*Travail à faire*
1. Les affirmations (a) « Les sangsues ont tenu le Niger en otage pendant 13 ans », (b) « L'auteur approuve la signature de l'ordonnance créant la Coldeff » et (c) « La lutte contre la corruption faisait partie des engagements solennels du destinataire » concordent-elles avec le texte sur le Niger ? Répondez par oui ou non pour chacune, en citant les mots du texte qui tranchent.
2. Que répond le texte sur le Niger aux questions suivantes ?
(a) Que désigne le sigle Coldeff ?
(b) Quel article de l'ordonnance l'auteur met-il en cause ?
(c) À quelle juridiction l'auteur aurait-il voulu laisser jouer son rôle ?
3. Pouvez-vous prolonger le texte sur le Niger à partir de sa dernière phrase ?

*Section du texte*
* * * * * * *
Moi, je capte ce qui se raconte et je puis vous dire que vos compatriotes ont le sentiment, de plus en plus partagé, qu’ils ont encore du chemin et du travail à faire pour échapper à ces sangsues qui ont pris le Niger en otage durant 13 ans, avec tout ce que cela représente comme désastres et tragédies. La corruption, les détournements des deniers et biens publics, les arrestations et les emprisonnements politiques, l’insécurité et le terrorisme sur fond de business indécent, la cession de la souveraineté à des pays étrangers, etc., sont des délits et des crimes qui ne sauraient être pardonnés comme s’il s’agissait de simples déclarations d’intentions.

Malheureusement, l’intervention des Forces de défense et de sécurité pour arrêter la descente aux enfers et qui vous a porté au pouvoir est malheureusement sujette à caution, votre démarche et vos choix stratégiques pour conduire les affaires publiques n’ayant pas hélas suffi à dissiper les doutes de vos compatriotes. Au contraire, ils les ont accentués, la lutte contre la corruption qui était un de vos engagements solennels ayant finalement donné lieu à une mise en veilleuse des dispositions légales du Code pénal nigérien. La répétition est pédagogique et c’est pourquoi je ne me lasse pas de rappeler à celui que j’ai le devoir patriote de servir, que vous auriez dû vous garder de signer cette ordonnance portant création de la Coldeff (Commission de lutte contre les infractions économiques, financières et fiscales), plus exactement de ne la signer avec ce fameux article 22 et ses alinéas. Vous auriez dû rester droit dans vos bottes et de laisser la juridiction compétente, la Justice, jouer son rôle.
* * * * * * *
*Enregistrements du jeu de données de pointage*
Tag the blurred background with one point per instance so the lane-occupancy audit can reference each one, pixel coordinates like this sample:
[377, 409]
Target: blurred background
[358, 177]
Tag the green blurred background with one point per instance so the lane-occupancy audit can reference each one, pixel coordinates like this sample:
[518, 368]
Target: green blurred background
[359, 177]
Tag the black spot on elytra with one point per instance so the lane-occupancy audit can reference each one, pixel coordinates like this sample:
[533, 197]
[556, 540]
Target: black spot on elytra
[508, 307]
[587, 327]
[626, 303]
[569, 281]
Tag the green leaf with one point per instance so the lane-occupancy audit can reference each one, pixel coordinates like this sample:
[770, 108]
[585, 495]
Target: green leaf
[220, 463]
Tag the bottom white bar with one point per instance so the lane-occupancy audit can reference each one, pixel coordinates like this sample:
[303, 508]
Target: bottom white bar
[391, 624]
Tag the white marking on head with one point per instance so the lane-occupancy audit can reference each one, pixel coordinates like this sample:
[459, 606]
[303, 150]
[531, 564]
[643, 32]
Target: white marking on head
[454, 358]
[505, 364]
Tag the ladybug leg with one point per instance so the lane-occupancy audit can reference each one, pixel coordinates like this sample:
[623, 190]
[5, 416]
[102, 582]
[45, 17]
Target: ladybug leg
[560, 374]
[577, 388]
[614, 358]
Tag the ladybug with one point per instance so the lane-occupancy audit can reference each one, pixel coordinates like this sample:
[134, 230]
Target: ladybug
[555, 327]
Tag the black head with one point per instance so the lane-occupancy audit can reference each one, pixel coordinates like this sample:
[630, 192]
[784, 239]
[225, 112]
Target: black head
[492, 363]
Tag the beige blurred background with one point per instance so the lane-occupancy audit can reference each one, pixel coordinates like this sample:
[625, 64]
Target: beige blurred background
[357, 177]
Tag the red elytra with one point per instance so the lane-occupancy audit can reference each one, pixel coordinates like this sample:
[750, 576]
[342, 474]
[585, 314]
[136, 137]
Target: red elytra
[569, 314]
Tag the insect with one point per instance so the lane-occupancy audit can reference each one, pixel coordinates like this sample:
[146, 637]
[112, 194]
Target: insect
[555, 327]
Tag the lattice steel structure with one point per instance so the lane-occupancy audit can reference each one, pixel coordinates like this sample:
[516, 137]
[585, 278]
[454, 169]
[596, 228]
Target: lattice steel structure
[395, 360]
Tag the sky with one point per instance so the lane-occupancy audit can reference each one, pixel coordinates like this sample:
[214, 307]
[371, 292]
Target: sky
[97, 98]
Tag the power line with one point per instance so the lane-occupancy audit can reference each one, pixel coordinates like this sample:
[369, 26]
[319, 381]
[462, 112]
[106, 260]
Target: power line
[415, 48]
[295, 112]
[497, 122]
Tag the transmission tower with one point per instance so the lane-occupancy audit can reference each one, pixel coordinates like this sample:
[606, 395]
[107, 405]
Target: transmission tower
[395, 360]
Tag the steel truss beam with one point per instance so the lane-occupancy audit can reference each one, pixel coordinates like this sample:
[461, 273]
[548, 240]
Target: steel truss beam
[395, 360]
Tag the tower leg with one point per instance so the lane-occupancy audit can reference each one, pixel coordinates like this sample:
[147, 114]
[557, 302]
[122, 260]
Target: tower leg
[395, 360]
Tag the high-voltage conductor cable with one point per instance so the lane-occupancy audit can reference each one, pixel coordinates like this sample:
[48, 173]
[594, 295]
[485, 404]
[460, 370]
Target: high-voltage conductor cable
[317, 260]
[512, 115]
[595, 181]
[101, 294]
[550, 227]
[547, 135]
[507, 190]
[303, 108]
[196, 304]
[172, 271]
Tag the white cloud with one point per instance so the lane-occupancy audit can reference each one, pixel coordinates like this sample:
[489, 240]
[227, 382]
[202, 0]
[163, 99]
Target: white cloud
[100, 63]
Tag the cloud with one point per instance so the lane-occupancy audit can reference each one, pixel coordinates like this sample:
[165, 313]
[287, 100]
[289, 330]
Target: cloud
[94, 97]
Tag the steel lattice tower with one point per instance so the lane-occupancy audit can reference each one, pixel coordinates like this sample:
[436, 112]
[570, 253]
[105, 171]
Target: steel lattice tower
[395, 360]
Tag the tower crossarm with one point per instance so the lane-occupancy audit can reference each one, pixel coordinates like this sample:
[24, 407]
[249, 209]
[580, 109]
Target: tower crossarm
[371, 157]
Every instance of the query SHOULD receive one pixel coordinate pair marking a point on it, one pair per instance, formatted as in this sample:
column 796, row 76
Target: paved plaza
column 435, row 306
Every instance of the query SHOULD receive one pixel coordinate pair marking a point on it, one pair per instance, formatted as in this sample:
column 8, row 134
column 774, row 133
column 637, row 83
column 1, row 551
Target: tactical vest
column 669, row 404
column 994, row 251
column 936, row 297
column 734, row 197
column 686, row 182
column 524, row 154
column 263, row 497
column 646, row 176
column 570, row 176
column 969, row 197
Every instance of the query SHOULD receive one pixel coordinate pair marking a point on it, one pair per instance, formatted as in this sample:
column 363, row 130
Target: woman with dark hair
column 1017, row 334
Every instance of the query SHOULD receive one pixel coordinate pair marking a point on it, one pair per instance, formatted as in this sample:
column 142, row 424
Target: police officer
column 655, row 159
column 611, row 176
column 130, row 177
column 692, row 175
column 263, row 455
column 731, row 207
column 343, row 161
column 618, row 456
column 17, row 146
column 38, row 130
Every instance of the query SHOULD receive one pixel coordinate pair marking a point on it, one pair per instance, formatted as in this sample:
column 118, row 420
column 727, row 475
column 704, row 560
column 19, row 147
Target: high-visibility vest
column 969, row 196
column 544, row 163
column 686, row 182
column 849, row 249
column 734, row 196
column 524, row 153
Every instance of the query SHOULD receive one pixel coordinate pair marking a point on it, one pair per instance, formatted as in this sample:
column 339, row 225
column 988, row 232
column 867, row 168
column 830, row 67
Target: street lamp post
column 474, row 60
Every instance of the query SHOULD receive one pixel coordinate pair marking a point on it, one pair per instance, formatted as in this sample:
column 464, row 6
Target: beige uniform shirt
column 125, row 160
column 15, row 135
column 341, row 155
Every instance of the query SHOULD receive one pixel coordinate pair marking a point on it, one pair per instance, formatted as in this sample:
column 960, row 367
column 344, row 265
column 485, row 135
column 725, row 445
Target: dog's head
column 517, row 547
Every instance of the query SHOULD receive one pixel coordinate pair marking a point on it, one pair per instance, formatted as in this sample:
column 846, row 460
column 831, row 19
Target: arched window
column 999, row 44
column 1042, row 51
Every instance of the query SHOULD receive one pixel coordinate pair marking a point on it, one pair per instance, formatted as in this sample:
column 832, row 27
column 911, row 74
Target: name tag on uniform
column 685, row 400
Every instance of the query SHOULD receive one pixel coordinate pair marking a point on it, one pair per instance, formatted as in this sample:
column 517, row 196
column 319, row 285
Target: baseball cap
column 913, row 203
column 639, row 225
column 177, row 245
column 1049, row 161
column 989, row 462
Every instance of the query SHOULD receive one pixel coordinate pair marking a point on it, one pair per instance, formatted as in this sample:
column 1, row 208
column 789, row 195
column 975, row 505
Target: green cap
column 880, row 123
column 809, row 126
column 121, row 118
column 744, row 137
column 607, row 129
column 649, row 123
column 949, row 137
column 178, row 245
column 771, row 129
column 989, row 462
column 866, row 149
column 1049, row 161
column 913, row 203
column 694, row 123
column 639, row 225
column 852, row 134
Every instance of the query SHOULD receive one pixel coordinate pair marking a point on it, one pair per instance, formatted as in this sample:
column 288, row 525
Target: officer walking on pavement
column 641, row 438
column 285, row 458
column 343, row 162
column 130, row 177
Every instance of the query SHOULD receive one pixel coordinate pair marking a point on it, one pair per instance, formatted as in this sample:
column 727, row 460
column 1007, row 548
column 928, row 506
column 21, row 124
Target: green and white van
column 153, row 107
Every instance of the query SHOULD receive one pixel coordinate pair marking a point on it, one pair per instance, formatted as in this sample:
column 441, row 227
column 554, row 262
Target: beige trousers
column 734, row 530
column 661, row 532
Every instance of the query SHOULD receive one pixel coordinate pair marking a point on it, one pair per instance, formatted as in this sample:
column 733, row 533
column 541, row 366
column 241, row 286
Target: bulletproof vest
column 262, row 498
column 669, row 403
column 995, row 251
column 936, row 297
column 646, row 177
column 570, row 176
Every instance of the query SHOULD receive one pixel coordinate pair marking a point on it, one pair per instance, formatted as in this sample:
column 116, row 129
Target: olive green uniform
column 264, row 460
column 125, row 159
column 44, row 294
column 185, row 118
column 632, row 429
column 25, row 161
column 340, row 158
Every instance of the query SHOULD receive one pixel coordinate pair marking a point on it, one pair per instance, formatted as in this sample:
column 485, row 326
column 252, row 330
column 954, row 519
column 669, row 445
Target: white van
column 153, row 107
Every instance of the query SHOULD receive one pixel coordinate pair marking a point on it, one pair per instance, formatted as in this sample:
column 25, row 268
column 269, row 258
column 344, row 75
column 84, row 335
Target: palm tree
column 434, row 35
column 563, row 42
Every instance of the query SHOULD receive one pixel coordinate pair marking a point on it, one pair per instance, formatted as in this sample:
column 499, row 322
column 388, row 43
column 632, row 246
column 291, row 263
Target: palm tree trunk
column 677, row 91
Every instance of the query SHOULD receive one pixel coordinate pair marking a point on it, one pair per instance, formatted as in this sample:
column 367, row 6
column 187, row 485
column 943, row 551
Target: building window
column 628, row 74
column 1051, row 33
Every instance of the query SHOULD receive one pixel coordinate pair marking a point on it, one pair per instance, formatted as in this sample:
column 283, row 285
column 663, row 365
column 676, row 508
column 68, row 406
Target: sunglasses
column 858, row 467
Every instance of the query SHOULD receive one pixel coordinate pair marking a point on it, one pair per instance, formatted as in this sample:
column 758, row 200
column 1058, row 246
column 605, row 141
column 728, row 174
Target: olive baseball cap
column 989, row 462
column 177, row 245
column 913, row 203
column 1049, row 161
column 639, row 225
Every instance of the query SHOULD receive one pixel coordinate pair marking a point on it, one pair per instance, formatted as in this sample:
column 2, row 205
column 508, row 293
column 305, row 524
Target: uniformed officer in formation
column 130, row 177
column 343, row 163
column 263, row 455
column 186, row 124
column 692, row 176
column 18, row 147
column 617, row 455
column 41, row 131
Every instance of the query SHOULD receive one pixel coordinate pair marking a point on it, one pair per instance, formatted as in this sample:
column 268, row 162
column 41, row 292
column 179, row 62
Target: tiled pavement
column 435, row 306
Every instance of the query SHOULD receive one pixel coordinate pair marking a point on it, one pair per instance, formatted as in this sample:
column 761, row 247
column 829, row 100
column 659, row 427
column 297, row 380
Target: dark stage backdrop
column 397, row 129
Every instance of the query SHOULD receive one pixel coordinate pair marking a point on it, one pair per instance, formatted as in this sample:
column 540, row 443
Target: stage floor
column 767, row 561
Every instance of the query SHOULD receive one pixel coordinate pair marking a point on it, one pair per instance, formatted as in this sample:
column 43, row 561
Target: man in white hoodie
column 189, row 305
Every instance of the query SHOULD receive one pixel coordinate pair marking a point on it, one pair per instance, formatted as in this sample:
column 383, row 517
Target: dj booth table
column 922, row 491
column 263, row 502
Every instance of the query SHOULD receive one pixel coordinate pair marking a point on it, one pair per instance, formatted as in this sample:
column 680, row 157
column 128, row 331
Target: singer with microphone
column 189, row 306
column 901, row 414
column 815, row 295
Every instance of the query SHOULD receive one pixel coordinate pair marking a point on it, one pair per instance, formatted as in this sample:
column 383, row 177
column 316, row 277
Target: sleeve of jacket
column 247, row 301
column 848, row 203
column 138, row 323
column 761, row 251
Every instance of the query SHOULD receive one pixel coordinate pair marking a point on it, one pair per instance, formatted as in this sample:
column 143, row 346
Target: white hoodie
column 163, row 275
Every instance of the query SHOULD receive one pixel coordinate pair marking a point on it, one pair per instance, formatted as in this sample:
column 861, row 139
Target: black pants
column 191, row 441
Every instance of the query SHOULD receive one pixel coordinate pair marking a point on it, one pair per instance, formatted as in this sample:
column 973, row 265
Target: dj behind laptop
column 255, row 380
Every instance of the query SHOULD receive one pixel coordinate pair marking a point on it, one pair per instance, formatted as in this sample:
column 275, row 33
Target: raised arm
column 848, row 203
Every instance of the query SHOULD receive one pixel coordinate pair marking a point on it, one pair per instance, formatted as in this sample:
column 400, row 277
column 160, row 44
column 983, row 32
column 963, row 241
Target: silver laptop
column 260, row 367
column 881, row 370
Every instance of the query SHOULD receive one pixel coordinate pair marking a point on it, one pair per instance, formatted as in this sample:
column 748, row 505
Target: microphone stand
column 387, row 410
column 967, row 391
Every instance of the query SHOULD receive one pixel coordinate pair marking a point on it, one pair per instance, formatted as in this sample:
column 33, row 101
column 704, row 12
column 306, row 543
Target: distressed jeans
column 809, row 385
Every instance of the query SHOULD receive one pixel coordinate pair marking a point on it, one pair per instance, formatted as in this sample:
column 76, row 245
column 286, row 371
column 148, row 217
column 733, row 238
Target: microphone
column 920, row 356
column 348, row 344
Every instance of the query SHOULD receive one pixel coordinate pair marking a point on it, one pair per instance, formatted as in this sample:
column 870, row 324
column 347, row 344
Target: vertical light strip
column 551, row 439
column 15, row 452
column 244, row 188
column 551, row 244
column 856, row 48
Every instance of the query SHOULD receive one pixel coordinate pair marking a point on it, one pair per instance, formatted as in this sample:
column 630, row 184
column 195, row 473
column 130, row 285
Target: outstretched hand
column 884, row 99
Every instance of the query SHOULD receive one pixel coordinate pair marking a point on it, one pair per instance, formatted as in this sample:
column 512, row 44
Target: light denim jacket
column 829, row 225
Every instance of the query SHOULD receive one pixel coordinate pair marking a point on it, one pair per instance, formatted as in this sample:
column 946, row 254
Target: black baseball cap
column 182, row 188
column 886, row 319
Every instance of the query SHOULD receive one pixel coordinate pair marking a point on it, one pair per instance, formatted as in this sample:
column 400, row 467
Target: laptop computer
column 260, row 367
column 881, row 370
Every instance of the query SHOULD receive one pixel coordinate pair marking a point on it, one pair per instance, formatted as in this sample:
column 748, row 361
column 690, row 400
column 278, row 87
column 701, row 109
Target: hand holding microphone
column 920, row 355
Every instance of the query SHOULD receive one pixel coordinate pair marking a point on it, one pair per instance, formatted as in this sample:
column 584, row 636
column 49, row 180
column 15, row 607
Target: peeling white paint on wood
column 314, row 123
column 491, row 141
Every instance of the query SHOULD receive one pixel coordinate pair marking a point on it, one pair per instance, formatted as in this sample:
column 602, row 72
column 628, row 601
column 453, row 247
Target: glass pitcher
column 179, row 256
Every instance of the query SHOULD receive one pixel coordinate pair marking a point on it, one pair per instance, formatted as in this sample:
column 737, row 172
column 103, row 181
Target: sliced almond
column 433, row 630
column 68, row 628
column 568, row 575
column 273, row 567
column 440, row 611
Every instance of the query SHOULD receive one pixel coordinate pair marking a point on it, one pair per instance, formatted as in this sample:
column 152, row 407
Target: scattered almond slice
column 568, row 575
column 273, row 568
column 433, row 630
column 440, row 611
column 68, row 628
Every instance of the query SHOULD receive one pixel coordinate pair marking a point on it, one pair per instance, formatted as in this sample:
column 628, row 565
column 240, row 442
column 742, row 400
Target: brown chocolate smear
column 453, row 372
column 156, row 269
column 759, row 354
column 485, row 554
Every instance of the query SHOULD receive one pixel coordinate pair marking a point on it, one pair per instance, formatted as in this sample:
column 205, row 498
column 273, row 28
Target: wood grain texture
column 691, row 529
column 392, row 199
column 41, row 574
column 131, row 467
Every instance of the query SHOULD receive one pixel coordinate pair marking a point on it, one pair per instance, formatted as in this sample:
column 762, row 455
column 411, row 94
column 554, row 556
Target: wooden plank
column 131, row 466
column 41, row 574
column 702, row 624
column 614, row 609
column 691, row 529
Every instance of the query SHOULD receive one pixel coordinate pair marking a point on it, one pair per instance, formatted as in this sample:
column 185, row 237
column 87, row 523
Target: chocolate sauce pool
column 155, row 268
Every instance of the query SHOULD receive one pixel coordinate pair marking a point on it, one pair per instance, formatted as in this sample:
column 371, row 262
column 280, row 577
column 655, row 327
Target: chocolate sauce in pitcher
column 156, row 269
* * * * * * *
*Liste des réponses*
1.
(a) Oui : « ces sangsues qui ont pris le Niger en otage durant 13 ans »
(b) Non : « vous auriez dû vous garder de signer cette ordonnance portant création de la Coldeff »
(c) Oui : « la lutte contre la corruption qui était un de vos engagements solennels »

2.
(a) La Commission de lutte contre les infractions économiques, financières et fiscales.
(b) L'article 22 et ses alinéas.
(c) La Justice.

3.
Mon Général,
Votre «péché» originel, c’est d’avoir endossé une loi qui, en son article 22, vide la lutte que vous avez promise contre la corruption de toute essence. Je me suis largement étendu sur cette dilution de la responsabilité pénale de certains compatriotes à travers l’article 22 de l’ordonnance créant la Coldeff. Je n’y reviendrai pas, mais estime utile de vous expliquer que c’est exactement cette mise en parenthèses de la loi pénale et de l’institution judiciaire qui sont à la base de la chienlit observée aujourd’hui. Il n’y a, je dois le souligner aucune ligne de démarcation entre les citoyens intègres et les voyous de la République qui ont saigné — dans toute son acception — le Niger et je ne vois pas ce qu’il est possible de construire de bon avec une telle salade. Des compatriotes que tout prépose au mieux à la prison à vie, sinon à la condamnation à mort, sont exonérés de toute poursuite judiciaire tandis que d’autres croupissent encore en prison pour des délits parfois non constitués. Certains procès en ont administré la preuve puisque, après des années d’incarcération, les mis en cause ont été purement et simplement libérés avec un non-lieu.

Mon Général,
Moi, je ne comprends pas cette détention prolongée d’hommes dont vous ne vous êtes pas déclaré responsable de l’incarcération. Pourquoi alors sont-ils encore en prison alors qu’il est accordé à des terroristes la possibilité d’être amnistiés, réintégrés dans la société et même accueillis avec respect et considération ? C’est une grosse plaie que vous devez vous atteler rapidement à panser et à soigner.

À l’occasion de ces Assises nationales que vous avez inaugurées le samedi 15 février 2025, je crois utile de rappeler à votre bon souvenir l’impératif de replacer la justice au coeur de la refondation. Vous suivez sans doute la tendance des débats et je crois bien avoir appris qu’ils sont nombreux, ceux qui vous demandent avec insistance une longue transition. Mais vous devez également savoir que, comme l’a si bien signifié un compatriote, la justice est un préalable à toute refondation.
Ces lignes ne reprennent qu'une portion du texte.